- **Descrição da tarefa**: De acordo com o trecho sobre o futebol à luz de Barthes, que critério tem se afirmado na avaliação do futebol em todos os níveis?

- **Trecho do texto**:
——
Cinqüenta anos após a publicação de "Mitologias", é desafiador buscar sua inspiração
para tentar decifrar o futebol,
que se tornou, nesse mesmo
período, a principal modalidade esportiva mundial. Daí que o
tenhamos escolhido para o
exercício de generalização do
particular, tão característico da
semiologia de Barthes.
Forma a decifrar
A questão, nesse sentido, é
pensar o futebol como objeto
elevado à categoria de mito.
Ou seja, um discurso, uma
mensagem expressa por signos
cuja significação só se esclarece
no contexto social, como linguagem segunda, que faz do signo lingüístico forma a ser decifrada por sua função social.
Assim, a compreensão do
conjunto semiológico deve
transpor a evidência de um sistema de comunicação e ser investigado como engrenagem de
valores ligados à dominação
burguesa, como ideologia que
considera naturais determinados preceitos circunstanciados
historicamente.
O futebol, como outros tantos objetos da cultura de massa,
deve ser decifrado sob o risco
de devorar pelas entranhas o
consumidor das verdades burguesas de nosso tempo.
Para Barthes, cabia revoltar-se contra o sarcasmo como
condição da verdade, contradição que apontava como característica de 1957. Para nós, talvez uma tarefa ainda mais árdua, porque muitas vezes até o
sarcasmo nos falta.
Na semana passada, significativamente, Kaká (Milan) foi
apontado o melhor jogador de
futebol de 2007. Apolíneo, é
exemplo de objetividade, disciplina, eficiência e competitividade. Não lhe faltam habilidades técnicas nem criatividade.
Porém estas se encontram
submetidas a um sentido que
tem se afirmado como critério
de avaliação do futebol em todos os níveis: produção.
Kaká é considerado um jogador produtivo, que executa
bem uma série de funções diante das necessidades coletivas de
sua equipe (marcação, arranque, passe, arremate a gol).
——
- **Extrato do material**:

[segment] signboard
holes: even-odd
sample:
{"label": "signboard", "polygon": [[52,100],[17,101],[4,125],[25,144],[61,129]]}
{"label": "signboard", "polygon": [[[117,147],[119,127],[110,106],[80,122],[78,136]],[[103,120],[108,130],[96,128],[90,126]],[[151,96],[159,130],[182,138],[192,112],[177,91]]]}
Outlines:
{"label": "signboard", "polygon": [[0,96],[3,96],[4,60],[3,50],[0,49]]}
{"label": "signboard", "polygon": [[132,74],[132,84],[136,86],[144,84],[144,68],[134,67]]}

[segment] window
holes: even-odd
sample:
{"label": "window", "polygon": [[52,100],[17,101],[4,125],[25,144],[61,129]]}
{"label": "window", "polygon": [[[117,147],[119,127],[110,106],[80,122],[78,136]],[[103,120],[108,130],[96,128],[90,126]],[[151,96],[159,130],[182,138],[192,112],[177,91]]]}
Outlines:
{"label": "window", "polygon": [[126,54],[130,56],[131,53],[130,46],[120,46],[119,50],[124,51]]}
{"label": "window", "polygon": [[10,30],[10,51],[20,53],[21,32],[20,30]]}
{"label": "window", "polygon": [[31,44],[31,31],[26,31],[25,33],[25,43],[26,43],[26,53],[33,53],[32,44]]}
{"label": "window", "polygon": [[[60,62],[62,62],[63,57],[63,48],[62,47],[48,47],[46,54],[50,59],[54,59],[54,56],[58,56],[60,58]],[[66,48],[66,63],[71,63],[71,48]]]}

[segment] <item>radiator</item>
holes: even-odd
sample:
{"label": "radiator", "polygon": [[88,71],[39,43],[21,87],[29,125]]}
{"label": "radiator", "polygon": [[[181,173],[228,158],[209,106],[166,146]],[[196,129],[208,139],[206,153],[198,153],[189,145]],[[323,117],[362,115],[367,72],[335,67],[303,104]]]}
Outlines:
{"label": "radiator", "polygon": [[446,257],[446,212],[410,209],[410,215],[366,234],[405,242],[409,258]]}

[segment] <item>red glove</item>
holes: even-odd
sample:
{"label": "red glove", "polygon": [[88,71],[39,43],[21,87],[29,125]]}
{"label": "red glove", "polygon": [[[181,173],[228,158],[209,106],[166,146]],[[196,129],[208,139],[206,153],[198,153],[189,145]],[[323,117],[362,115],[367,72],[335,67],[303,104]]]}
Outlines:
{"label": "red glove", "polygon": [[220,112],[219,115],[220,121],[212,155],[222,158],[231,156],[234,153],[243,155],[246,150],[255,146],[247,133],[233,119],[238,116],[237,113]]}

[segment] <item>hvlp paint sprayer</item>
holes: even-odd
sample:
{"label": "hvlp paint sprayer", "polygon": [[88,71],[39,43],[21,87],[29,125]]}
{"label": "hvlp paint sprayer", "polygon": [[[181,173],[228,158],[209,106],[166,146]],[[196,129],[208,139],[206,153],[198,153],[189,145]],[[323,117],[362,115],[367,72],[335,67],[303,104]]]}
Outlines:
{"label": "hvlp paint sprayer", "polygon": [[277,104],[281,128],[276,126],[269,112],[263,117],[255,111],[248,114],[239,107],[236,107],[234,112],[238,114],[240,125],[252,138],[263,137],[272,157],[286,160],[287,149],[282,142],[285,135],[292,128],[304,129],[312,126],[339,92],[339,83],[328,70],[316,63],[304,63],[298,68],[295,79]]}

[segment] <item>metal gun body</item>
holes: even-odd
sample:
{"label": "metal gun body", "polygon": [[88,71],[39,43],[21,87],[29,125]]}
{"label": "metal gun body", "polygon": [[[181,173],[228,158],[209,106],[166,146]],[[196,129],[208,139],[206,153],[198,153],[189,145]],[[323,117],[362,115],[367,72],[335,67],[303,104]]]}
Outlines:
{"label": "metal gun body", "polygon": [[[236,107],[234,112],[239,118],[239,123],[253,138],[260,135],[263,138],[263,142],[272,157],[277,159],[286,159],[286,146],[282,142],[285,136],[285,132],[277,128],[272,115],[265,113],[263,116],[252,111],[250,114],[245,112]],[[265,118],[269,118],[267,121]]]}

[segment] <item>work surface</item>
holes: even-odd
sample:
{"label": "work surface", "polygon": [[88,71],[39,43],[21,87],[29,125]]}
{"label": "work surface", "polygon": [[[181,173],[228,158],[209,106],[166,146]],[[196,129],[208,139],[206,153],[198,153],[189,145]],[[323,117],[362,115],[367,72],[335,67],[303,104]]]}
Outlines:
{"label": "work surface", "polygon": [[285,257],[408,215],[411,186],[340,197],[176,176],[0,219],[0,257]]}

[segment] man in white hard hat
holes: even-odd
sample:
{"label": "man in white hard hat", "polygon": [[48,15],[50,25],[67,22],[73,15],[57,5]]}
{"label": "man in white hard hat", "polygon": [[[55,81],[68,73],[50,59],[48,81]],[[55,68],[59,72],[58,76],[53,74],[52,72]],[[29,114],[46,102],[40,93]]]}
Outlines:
——
- **Resposta completa**: A produção.